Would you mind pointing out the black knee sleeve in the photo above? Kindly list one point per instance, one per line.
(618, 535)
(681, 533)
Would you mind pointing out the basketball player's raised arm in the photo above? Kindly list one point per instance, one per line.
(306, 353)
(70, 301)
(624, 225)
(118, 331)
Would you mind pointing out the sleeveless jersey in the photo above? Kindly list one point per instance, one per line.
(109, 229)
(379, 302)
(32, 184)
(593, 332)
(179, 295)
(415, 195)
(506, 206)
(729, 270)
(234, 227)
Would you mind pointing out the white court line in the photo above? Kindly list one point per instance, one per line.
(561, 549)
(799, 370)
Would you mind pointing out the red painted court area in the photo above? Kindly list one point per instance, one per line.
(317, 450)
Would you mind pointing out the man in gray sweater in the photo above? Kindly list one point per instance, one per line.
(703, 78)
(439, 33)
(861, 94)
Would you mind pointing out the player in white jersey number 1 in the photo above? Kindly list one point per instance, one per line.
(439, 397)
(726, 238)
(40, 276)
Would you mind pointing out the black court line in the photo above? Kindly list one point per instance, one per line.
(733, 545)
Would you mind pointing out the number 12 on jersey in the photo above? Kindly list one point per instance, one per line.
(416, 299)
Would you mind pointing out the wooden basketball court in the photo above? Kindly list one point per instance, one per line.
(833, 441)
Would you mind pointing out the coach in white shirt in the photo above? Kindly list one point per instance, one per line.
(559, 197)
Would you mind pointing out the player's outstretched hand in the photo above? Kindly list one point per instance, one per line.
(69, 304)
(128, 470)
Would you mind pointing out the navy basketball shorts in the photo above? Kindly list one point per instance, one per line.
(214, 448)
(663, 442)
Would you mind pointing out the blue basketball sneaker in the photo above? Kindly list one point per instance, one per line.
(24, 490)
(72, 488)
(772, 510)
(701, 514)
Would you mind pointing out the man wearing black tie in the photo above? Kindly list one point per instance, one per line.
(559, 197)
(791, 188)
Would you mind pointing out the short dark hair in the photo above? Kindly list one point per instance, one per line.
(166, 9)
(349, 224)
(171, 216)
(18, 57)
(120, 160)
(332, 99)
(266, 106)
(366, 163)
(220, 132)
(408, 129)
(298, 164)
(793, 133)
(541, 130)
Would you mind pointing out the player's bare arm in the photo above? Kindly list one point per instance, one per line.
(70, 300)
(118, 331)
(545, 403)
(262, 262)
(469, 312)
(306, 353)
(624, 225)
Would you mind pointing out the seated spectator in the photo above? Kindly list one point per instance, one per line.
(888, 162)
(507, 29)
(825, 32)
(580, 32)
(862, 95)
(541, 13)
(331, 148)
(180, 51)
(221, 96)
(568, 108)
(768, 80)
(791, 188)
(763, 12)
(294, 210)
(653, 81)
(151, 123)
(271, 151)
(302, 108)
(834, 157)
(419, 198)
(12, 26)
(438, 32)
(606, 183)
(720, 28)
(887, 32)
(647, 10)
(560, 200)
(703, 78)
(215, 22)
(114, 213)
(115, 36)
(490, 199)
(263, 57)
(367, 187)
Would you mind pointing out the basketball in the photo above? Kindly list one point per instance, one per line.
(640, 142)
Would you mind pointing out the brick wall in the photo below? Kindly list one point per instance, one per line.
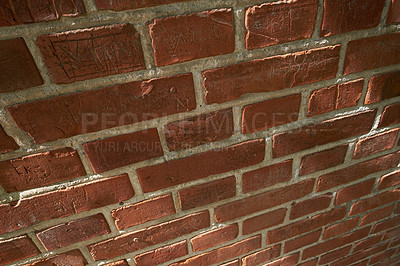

######

Exercise goal = Locate every line in the listing above that contains the word "basketball" and copy each of those lines.

Response for this exercise =
Would you mind pointing out the basketball player's raised arm in the photo above? Kindly list one point per instance, one per line.
Would you mind pointing out the wooden basketball court in the photo above? Kindly list one point per instance, one per line.
Would you mind pointing out the navy basketball shorts in the photo above? Kindly list one point per instance, one per line.
Would you mind pointing out the blue basketball sneaker in the photo above? Kindly list one point per instance, one per line.
Would you mind pointing out the basketball in the photo above? Kindly list one point per instance, one per line.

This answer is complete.